Dokumenttext
● ● ● ●

Bild: Die Vorwürfe gegen Hunter Biden könnten dem Image des Präsidenten scha…
BERLIN taz | Es ist die Woche des Hunter Biden, allerdings nicht seine
beste. Der 53-jährige Sohn des US-Präsidenten Joe Biden sieht sich mit
mehreren Anklagepunkten konfrontiert. Gleichzeitig wollen die
Republikaner*innen im Repräsentantenhaus seine geschäftlichen
Tätigkeiten in früherer Zeit nutzen, um ein Amtsenthebungsverfahren gegen
seinen Vater zu eröffnen.
## [1][Die Anklage] gegen Hunter Biden
Noch am Dienstag musste der 53-jährige Sohn des US-Präsidenten Joe Biden
zur Anklageverlesung vor dem vom US-Justizministerium eingesetzten
Sonderermittler David C. Weiss in Wilmington in Delaware erscheinen, dem
Heimatstaat der Bidens. Anklagepunkt 1: Hunter Biden habe im Oktober 2018
eine Schusswaffe erworben, obwohl er das als zu diesem Zeitpunkt aktiver
Drogennutzer nicht durfte.
Anklagepunkt 2: Er habe den Waffenhändler über diesen Umstand belogen.
Anklagepunkt 3: Er habe die Waffe, einen Revolver der Marke Colt, daraufhin
unrechtmäßig besessen. Rein theoretisch könnte ein Schuldspruch in allen
drei Punkten eine Freiheitsstrafe von bis zu 25 Jahren Gefängnis und eine
Geldstrafe von bis zu 750.000 US-Dollar nach sich ziehen.
Allerdings besaß Hunter Biden, der damals süchtiger Crack-Raucher war und
zudem heftig Alkohol trank, die Waffe nicht einmal zwei Wochen lang – dann
fand Hallie Biden, Witwe von Hunters verstorbenem Bruder Beau, den Revolver
und warf ihn in den Müll, weil sie Angst hatte, er würde sich etwas antun
wollen. Hunter Biden hat die Waffe nicht ein einziges Mal benutzt.

● ● ● ●

Ausgangsmaterial
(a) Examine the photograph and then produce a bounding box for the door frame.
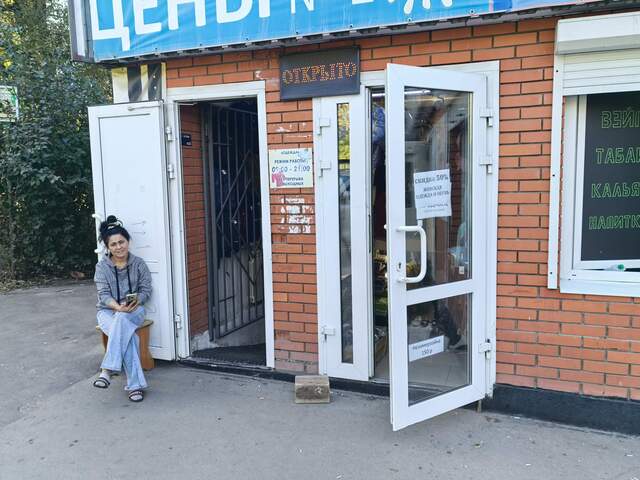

● ● ● ●

Aufgaben
(a) Gib den Text über die Anklage gegen Hunter Biden wörtlich wieder: Fang bei den Worten „Anklagepunkt 3: Er“ an und hör nach „einziges Mal benutzt.“ auf.
(b) Schreib den Text über die Anklage gegen Hunter Biden im Anschluss an seinen letzten Satz weiter.
Die Zeilen spielen hierfür keine Rolle.

Antworten je Aufgabe
(a)
Anklagepunkt 3: Er habe die Waffe, einen Revolver der Marke Colt, daraufhin
unrechtmäßig besessen. Rein theoretisch könnte ein Schuldspruch in allen
drei Punkten eine Freiheitsstrafe von bis zu 25 Jahren Gefängnis und eine
Geldstrafe von bis zu 750.000 US-Dollar nach sich ziehen.
Allerdings besaß Hunter Biden, der damals süchtiger Crack-Raucher war und
zudem heftig Alkohol trank, die Waffe nicht einmal zwei Wochen lang – dann
fand Hallie Biden, Witwe von Hunters verstorbenem Bruder Beau, den Revolver
und warf ihn in den Müll, weil sie Angst hatte, er würde sich etwas antun
wollen. Hunter Biden hat die Waffe nicht ein einziges Mal benutzt.

(b)
Eigentlich hatte David C. Weiss, damals noch einfach ermittelnder
Staatsanwalt in Delaware, bereits im Juni einen Deal mit Hunter Biden
vereinbart: Zwei weitere Anklagen wegen Steuervergehen würden
fallengelassen, Hunter Biden würde sich des illegalen Waffenkaufs und
-besitzes schuldig bekennen, seinen damaligen Drogenkonsum eingestehen und
nie wieder eine Schusswaffe erwerben. Dafür würde das Verfahren
eingestellt. Auf republikanischer Seite führte der Plan zu einem großen
Aufschrei – hier werde offensichtlich [2][mit zweierlei Maß gemessen], um
den Präsidenten zu schonen.
Im Juli erklärte [3][die zuständige Bundesrichterin] sich nicht
einverstanden mit dieser Vereinbarung – sie werde einen solchen
Blankoscheck nicht ausstellen.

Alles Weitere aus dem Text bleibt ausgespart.